**Records for the exercise**
■ ■ ■ ■ ■ ■ ■

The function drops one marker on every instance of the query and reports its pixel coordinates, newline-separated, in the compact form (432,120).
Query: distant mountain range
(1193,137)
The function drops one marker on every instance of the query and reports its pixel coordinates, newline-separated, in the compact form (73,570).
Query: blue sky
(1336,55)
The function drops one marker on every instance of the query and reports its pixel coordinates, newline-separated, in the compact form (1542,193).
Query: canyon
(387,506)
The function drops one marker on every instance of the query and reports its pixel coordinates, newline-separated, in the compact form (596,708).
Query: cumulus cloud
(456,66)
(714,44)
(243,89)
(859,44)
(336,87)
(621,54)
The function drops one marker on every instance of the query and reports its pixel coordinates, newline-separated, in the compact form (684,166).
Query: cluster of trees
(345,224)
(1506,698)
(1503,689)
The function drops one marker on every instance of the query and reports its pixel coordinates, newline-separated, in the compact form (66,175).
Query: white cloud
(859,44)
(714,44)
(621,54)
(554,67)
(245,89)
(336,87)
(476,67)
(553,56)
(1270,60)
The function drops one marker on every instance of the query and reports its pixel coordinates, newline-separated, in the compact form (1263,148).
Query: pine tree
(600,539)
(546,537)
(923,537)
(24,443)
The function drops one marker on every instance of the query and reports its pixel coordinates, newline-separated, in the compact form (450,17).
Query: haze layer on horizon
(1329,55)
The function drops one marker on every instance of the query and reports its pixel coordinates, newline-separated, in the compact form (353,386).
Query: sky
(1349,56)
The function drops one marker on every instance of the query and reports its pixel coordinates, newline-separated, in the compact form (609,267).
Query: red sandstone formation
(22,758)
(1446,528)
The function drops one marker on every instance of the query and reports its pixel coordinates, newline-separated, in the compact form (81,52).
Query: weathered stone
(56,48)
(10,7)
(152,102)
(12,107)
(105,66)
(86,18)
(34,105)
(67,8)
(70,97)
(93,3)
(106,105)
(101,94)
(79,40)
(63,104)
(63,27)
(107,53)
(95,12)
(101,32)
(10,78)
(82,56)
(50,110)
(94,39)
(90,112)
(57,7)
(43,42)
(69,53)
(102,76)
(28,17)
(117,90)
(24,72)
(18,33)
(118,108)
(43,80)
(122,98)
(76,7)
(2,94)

■ ■ ■ ■ ■ ■ ■

**Objective**
Convert every entry above into a two-column CSV with a header row naming the columns entry_text and answer, one row per entry. Put each field in double quotes and replace each line break within a field with a space.

**Full solution**
entry_text,answer
"The function drops one marker on every instance of the query and reports its pixel coordinates, newline-separated, in the compact form (432,120). Query: distant mountain range","(1193,137)"
"The function drops one marker on every instance of the query and reports its pixel coordinates, newline-separated, in the compact form (73,570). Query: blue sky","(1336,55)"
"The function drops one marker on every instance of the query and reports its pixel coordinates, newline-separated, in the compact form (1542,193). Query: canyon","(387,506)"
"The function drops one marker on every instance of the query and reports its pixel coordinates, newline-separated, in the compact form (596,708). Query: cumulus cloud","(456,66) (714,44) (243,89) (859,44) (336,87) (621,54)"
"The function drops one marker on every instance of the query and reports its pixel coordinates, newline-separated, in the compact form (684,166). Query: cluster of trees","(345,224) (1506,698) (1503,689)"
"The function drops one marker on every instance of the query and reports its pixel coordinates, newline-separated, in the compact form (66,175). Query: white cloud","(859,44) (714,44) (621,54) (554,67) (245,89) (336,87) (476,67) (553,56) (1270,60)"
"The function drops one marker on every instance of the query and reports its pixel coordinates, newline-separated, in the compact form (1263,148). Query: pine tree","(600,539) (546,537) (923,537) (24,443)"
"The function drops one marker on every instance of the query and reports its pixel coordinates, newline-separated, in the compact form (450,17). Query: haze layer on horizon","(1329,55)"
"The function drops one marker on every instance of the query and reports its pixel coordinates, newline-separated, in the compact form (353,386). Query: sky","(1349,56)"
"The function drops one marker on every instance of the query and reports its pixel coordinates, newline-separated, in the compact form (609,267). Query: red sandstone formation","(22,758) (1446,528)"
"The function drops one marker on every instance of the query and reports its pixel coordinates, newline-separated, in the compact form (81,52). Query: weathered stone","(56,48) (10,7) (152,102) (12,107) (105,66) (86,18) (34,105) (67,8) (70,97) (93,3) (106,105) (101,94) (79,40) (63,104) (63,27) (107,53) (95,12) (101,32) (10,78) (82,56) (50,110) (94,39) (90,112) (57,7) (43,42) (69,53) (102,76) (28,17) (117,90) (24,72) (18,33) (118,108) (43,80) (122,98) (76,7) (2,94)"